**TO-DO LIST**
(1) In the probability thread, the answer gives an equivalent condition on X for min Y_j > 1. What is that condition?
(2) Show every line of the records that contains the string "tire".

**DOCUMENT SECTION**
────────────────
What's the probability distribution of the minimum of dependent variables?

Question

I have $n$ variables defined by $$ Y_j = |X-c_j| \ \ \ \ (j=1,...,n) $$ where $c_j$ are constants and $X$ is a gaussian variable (X ~ $N(\mu,\sigma^2$)). What would be $$ P(\min_j \ Y_j > 1) \ ? $$ The minimum is on dependent variables, how could I get rid of it? Can I just work on the joint variable to isolate $X$ ?

Answer 1

$\min Y_j >1$ iff $|X-c_j| >1$ for each $j \in \{1,2,...,n\}$. This is true iff $X> \max_j c_j +1$ or $X < \min_j c_j -1$. So the answer is $\Phi (\mu + \sigma (\min_j c_j -1))+1-\Phi (\mu + \sigma (\max_j c_j +1))$.
────────────────
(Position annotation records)
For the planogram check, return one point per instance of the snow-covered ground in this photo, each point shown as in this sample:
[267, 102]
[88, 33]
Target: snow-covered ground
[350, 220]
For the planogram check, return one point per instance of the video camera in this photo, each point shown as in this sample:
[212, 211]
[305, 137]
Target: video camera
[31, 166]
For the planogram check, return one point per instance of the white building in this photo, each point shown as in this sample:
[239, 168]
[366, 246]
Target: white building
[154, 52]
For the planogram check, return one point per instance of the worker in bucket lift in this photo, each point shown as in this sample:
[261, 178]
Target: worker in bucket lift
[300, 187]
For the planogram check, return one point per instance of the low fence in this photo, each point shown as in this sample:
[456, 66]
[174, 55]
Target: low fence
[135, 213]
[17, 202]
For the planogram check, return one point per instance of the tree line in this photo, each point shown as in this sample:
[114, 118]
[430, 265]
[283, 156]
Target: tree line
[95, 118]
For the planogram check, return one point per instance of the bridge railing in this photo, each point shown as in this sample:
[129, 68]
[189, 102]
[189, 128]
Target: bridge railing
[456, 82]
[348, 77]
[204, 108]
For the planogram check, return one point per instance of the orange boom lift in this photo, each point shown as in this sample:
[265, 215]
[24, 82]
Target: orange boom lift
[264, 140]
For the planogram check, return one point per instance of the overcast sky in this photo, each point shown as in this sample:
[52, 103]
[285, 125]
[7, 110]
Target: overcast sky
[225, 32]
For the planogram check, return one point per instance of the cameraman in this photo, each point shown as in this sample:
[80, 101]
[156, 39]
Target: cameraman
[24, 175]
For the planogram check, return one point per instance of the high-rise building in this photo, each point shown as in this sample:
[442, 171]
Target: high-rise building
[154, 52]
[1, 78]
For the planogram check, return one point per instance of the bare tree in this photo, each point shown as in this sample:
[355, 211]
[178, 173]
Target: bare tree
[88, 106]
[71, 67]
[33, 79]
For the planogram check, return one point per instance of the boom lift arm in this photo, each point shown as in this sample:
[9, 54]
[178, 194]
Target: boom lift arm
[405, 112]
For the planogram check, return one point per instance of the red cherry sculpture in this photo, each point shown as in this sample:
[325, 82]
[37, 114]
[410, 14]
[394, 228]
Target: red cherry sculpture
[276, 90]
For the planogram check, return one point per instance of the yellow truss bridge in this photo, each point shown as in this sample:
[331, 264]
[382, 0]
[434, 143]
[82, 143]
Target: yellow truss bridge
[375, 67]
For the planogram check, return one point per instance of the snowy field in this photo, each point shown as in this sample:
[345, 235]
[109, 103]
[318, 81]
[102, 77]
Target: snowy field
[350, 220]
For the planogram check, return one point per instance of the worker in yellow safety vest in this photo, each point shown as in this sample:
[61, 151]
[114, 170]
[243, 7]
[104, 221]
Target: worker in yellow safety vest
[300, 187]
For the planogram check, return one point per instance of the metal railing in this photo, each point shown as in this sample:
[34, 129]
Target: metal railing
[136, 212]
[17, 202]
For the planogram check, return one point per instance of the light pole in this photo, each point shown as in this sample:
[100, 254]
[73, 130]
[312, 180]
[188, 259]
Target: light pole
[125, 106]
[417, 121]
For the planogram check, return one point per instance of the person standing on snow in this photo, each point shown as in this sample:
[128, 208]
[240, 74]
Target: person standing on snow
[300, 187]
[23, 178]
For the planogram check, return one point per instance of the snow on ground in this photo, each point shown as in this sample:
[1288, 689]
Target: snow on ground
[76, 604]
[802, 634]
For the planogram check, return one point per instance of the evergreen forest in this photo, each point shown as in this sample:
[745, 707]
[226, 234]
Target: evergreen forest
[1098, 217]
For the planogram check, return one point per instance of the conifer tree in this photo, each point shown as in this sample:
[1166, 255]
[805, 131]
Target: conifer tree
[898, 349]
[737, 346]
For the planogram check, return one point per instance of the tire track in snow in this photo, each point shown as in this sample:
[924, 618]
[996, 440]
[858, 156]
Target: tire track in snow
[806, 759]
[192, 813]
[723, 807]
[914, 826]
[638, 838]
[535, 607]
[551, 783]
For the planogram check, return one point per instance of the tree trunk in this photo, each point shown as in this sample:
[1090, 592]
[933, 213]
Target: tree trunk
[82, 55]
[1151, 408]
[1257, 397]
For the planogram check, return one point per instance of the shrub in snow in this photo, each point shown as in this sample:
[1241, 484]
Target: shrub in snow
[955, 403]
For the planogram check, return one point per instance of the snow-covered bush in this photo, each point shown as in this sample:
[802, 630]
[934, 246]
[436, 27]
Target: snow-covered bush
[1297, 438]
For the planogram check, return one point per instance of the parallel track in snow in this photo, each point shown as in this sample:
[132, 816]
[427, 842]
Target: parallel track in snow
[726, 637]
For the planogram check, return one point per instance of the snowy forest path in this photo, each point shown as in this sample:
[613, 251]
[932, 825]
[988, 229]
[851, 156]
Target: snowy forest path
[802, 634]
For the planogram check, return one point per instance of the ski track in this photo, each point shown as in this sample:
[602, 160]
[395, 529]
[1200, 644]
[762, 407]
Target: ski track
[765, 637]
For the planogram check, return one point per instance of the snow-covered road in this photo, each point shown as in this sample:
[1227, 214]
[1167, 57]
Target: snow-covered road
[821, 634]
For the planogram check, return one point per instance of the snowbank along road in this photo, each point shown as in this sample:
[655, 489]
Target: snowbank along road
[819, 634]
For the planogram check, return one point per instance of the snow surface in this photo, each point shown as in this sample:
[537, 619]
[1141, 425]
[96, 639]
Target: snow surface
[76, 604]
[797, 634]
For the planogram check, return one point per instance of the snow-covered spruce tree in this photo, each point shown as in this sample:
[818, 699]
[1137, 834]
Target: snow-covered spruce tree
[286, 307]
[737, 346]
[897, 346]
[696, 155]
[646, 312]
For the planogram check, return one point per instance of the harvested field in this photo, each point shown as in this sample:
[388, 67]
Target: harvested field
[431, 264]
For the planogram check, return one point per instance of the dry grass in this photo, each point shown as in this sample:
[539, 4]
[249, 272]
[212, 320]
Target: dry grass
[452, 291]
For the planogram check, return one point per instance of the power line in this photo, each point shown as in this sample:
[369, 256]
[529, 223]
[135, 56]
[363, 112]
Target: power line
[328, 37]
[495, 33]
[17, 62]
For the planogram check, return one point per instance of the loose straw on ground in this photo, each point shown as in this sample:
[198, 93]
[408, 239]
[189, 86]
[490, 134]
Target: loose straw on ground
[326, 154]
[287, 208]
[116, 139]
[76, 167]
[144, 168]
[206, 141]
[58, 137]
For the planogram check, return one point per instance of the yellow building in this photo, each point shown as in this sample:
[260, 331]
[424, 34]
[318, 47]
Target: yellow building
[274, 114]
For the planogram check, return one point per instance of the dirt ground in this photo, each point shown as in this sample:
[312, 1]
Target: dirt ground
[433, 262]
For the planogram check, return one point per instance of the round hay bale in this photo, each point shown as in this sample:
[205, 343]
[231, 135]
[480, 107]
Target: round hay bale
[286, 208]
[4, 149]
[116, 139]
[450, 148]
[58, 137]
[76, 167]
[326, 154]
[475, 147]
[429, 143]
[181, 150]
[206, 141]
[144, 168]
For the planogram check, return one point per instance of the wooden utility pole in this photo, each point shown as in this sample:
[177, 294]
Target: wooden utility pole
────────────────
**FINAL RESULTS**
(1) X > max_j c_j + 1 or X < min_j c_j − 1.

(2)
For the planogram check, return one point per instance of the tire track in snow in this photo, each point shown as in this sample:
Target: tire track in snow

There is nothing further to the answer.